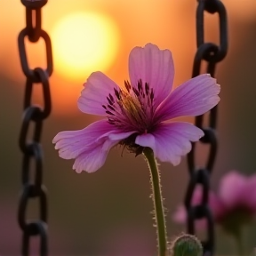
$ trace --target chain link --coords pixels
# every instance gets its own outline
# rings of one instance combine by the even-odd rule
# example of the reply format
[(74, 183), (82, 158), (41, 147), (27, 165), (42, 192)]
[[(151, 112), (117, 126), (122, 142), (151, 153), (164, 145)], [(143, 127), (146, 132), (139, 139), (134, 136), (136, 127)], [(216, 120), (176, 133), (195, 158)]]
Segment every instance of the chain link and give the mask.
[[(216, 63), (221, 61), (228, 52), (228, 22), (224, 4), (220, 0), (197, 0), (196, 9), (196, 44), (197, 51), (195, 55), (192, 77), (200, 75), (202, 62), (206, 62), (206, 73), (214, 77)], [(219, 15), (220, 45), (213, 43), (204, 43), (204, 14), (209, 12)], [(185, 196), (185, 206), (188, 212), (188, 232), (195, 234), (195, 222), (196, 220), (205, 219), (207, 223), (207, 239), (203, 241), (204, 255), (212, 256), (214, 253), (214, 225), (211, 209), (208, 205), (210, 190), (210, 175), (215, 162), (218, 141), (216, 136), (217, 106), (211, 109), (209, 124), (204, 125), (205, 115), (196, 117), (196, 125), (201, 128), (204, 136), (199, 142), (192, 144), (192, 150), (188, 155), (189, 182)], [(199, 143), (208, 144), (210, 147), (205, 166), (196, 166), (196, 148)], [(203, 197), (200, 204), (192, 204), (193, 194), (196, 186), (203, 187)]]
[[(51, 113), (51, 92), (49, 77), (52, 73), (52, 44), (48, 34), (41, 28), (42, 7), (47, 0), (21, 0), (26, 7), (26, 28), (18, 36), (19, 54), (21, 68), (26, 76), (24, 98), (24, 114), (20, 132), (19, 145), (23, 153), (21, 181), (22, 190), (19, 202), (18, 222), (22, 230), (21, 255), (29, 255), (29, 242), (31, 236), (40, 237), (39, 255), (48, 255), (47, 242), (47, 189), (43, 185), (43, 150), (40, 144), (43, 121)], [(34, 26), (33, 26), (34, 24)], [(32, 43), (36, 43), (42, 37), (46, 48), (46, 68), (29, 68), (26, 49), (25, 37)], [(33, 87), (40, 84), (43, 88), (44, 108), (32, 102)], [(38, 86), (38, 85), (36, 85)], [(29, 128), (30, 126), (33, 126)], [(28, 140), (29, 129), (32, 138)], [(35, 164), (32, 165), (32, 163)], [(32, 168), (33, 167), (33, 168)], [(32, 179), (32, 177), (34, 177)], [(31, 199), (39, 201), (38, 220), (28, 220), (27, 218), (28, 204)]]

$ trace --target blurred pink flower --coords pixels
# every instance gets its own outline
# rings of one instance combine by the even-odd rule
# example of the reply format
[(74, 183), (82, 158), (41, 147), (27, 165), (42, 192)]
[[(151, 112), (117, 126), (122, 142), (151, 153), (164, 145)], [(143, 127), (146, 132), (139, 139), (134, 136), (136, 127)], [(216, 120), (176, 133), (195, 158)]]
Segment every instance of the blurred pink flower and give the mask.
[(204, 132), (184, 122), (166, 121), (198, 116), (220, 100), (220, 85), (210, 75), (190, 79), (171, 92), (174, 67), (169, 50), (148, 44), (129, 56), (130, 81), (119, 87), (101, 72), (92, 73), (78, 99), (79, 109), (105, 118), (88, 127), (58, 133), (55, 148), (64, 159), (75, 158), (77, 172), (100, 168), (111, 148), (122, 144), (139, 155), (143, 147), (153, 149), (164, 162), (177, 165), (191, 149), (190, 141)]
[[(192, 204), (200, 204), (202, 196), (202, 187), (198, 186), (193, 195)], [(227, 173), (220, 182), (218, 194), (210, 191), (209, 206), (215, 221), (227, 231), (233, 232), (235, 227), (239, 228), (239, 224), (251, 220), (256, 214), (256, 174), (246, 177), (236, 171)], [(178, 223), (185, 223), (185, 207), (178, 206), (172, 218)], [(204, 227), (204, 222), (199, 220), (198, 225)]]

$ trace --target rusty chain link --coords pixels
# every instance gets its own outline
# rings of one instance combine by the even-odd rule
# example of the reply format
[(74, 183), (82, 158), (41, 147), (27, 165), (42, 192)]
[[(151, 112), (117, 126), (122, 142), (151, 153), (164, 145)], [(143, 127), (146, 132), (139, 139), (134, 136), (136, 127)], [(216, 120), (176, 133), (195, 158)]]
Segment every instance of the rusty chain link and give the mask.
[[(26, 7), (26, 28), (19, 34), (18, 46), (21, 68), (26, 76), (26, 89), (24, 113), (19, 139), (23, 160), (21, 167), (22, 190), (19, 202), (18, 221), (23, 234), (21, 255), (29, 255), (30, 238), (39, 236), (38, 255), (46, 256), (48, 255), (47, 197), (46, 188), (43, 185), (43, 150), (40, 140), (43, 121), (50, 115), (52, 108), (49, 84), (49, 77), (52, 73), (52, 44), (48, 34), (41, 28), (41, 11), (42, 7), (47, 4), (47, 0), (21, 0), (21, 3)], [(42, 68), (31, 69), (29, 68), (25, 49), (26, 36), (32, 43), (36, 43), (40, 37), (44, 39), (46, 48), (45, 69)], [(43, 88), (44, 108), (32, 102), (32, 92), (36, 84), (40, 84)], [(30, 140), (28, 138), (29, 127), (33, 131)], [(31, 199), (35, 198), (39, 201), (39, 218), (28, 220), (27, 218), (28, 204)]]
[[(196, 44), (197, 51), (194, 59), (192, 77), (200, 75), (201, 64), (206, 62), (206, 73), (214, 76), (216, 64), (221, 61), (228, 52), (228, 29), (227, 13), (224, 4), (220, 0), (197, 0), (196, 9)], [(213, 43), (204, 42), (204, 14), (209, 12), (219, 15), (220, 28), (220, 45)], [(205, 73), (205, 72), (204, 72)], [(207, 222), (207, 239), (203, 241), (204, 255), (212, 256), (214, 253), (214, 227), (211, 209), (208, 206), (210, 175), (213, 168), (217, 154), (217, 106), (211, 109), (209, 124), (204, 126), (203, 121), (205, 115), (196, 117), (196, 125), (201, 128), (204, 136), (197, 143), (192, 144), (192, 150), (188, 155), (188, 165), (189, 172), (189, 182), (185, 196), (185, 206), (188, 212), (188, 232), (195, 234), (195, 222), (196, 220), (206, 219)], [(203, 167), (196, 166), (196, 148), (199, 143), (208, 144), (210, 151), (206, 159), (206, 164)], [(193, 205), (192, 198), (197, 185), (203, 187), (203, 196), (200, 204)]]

What you need to do ::
Render the lines from the very first one through the line containing "Segment every instance of the chain" as a JSON list of strings, one string per line, with blank lines and pictures left out.

Output of the task ::
[
  "$ trace --target chain link --coords pixels",
  "# every instance gets its own outline",
  "# rings of one instance combine by the even-odd rule",
  "# example of the reply format",
  "[(74, 183), (82, 158), (41, 147), (27, 165), (42, 192)]",
  "[[(151, 112), (117, 126), (122, 142), (151, 153), (164, 145)], [(143, 127), (146, 132), (139, 139), (134, 136), (136, 127)], [(216, 120), (176, 133), (195, 158)]]",
  "Segment every instance of the chain link and give the mask."
]